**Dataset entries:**
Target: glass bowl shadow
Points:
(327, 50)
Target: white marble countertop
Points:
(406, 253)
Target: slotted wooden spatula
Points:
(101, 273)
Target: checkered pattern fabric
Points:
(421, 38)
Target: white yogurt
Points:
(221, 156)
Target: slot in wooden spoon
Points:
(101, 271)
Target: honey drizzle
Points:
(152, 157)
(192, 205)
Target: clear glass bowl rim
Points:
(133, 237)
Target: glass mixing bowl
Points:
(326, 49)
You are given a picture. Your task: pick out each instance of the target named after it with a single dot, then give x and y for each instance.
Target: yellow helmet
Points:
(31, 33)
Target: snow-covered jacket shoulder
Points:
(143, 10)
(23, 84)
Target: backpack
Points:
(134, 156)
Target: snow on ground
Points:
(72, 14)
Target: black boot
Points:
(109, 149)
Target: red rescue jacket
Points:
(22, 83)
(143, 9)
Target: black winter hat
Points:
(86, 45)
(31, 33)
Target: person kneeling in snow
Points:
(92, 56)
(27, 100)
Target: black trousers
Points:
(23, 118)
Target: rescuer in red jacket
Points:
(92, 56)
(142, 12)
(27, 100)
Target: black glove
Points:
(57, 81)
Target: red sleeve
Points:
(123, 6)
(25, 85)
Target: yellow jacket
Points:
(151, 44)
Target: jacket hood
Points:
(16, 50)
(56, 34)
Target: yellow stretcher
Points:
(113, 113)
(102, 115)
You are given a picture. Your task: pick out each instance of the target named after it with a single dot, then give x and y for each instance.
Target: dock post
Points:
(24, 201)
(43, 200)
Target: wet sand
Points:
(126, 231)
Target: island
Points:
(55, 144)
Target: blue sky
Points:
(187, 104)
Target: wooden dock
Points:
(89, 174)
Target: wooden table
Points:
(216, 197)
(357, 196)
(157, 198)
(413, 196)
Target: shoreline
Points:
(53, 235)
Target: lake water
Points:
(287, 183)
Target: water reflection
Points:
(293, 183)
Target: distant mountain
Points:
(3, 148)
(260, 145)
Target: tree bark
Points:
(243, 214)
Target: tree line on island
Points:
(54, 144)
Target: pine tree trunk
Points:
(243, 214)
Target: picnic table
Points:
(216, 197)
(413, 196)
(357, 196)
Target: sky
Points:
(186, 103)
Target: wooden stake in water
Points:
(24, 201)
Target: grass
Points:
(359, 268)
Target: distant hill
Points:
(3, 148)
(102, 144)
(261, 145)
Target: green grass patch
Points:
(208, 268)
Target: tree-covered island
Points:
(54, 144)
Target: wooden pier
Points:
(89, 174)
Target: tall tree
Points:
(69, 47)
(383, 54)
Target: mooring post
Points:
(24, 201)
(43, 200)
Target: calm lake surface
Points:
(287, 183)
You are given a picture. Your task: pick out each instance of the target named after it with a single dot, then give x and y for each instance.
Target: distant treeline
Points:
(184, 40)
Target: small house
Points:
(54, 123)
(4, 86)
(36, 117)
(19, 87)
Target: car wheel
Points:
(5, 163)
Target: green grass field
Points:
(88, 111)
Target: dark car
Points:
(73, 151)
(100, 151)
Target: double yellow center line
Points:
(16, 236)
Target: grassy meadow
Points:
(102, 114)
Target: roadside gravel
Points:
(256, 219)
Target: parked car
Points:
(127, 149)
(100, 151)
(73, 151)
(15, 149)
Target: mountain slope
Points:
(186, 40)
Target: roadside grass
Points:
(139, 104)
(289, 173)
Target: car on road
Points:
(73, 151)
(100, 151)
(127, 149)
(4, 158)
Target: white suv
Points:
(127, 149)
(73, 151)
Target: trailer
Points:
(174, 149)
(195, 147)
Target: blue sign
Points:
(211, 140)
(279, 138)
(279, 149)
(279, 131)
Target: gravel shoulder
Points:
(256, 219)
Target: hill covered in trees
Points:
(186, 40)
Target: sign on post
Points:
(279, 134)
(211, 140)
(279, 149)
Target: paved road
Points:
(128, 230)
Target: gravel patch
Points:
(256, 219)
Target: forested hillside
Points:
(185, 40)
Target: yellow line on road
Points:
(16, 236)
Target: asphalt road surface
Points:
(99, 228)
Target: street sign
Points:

**What is being asked:**
Using the data above, repeat every line exactly.

**Solution for this exercise:**
Target: glass bowl shadow
Points:
(327, 50)
Target: white marble countertop
Points:
(406, 253)
Target: slotted wooden spatula
Points:
(101, 273)
Target: checkered pattern fabric
Points:
(421, 38)
Target: white yogurt
Points:
(221, 156)
Target: slot in wooden spoon
Points:
(101, 271)
Target: honey drizzle
Points:
(152, 157)
(192, 205)
Target: clear glass bowl rim
Points:
(133, 237)
Target: glass mixing bowl
Points:
(326, 49)
You are given a picture. Your task: pick out each instance of the target named after it with a single dot, then give x and y for each instance.
Target: yellow helmet
Points:
(31, 33)
Target: snow-covered jacket shoulder
Points:
(143, 10)
(23, 84)
Target: backpack
Points:
(134, 156)
Target: snow on ground
Points:
(72, 14)
Target: black boot
Points:
(109, 149)
Target: red rescue jacket
Points:
(22, 83)
(143, 9)
Target: black winter hat
Points:
(86, 45)
(31, 33)
Target: person kneeling in snow
Points:
(92, 56)
(27, 100)
Target: black trousers
Points:
(23, 118)
Target: rescuer in red jacket
Points:
(92, 56)
(142, 12)
(27, 100)
Target: black glove
Points:
(57, 81)
Target: red sleeve
Points:
(123, 6)
(25, 85)
Target: yellow jacket
Points:
(151, 44)
Target: jacket hood
Points:
(16, 50)
(56, 34)
Target: yellow stretcher
Points:
(113, 113)
(102, 115)
You are given a picture. Your task: pick out each instance of the target named after it with a single dot, then give x and y for each instance.
Target: dock post
Points:
(24, 201)
(43, 200)
Target: wet sand
Points:
(126, 231)
Target: island
Points:
(55, 144)
Target: blue sky
Points:
(187, 104)
Target: wooden dock
Points:
(89, 174)
Target: wooden table
Points:
(216, 197)
(357, 196)
(157, 198)
(413, 196)
Target: shoreline
Points:
(53, 235)
Target: lake water
Points:
(287, 183)
Target: water reflection
Points:
(293, 183)
Target: distant mountain
Points:
(3, 148)
(260, 145)
Target: tree bark
Points:
(243, 214)
Target: tree line on island
Points:
(54, 144)
Target: pine tree trunk
Points:
(243, 214)
Target: picnic table
Points:
(216, 197)
(413, 196)
(357, 196)
Target: sky
Points:
(186, 103)
Target: wooden stake in water
Points:
(24, 201)
Target: grass
Points:
(359, 268)
Target: distant hill
Points:
(3, 148)
(102, 144)
(261, 145)
Target: green grass patch
Points:
(208, 268)
Target: tree-covered island
Points:
(54, 144)
Target: wooden pier
Points:
(89, 174)
Target: tall tree
Points:
(69, 47)
(383, 54)
Target: mooring post
Points:
(24, 201)
(43, 200)
Target: calm lake surface
Points:
(287, 183)
You are given a picture. Your task: pick out each instance of the target named after it with a single dot, then give x and y for each instance.
Target: distant treeline
Points:
(184, 40)
Target: small house
Points:
(54, 123)
(4, 86)
(36, 117)
(19, 87)
Target: car wheel
Points:
(5, 163)
Target: green grass field
Points:
(88, 111)
Target: dark car
Points:
(73, 151)
(100, 151)
Target: double yellow center line
Points:
(16, 236)
Target: grassy meadow
Points:
(102, 114)
Target: roadside gravel
Points:
(256, 219)
Target: parked car
Points:
(127, 149)
(100, 151)
(73, 151)
(15, 149)
Target: mountain slope
Points:
(186, 40)
Target: roadside grass
Points:
(139, 104)
(289, 173)
Target: car on road
Points:
(73, 151)
(100, 151)
(127, 149)
(4, 158)
Target: white suv
Points:
(127, 149)
(73, 151)
Target: trailer
Points:
(174, 149)
(195, 147)
Target: blue sign
Points:
(211, 140)
(279, 138)
(279, 149)
(279, 131)
Target: gravel shoulder
Points:
(256, 219)
Target: hill covered in trees
Points:
(186, 40)
Target: sign on post
Points:
(279, 134)
(211, 140)
(279, 149)
Target: paved road
Points:
(128, 230)
Target: gravel patch
Points:
(256, 219)
Target: forested hillside
Points:
(185, 40)
Target: yellow line on road
Points:
(16, 236)
Target: asphalt road surface
Points:
(99, 228)
Target: street sign
Points:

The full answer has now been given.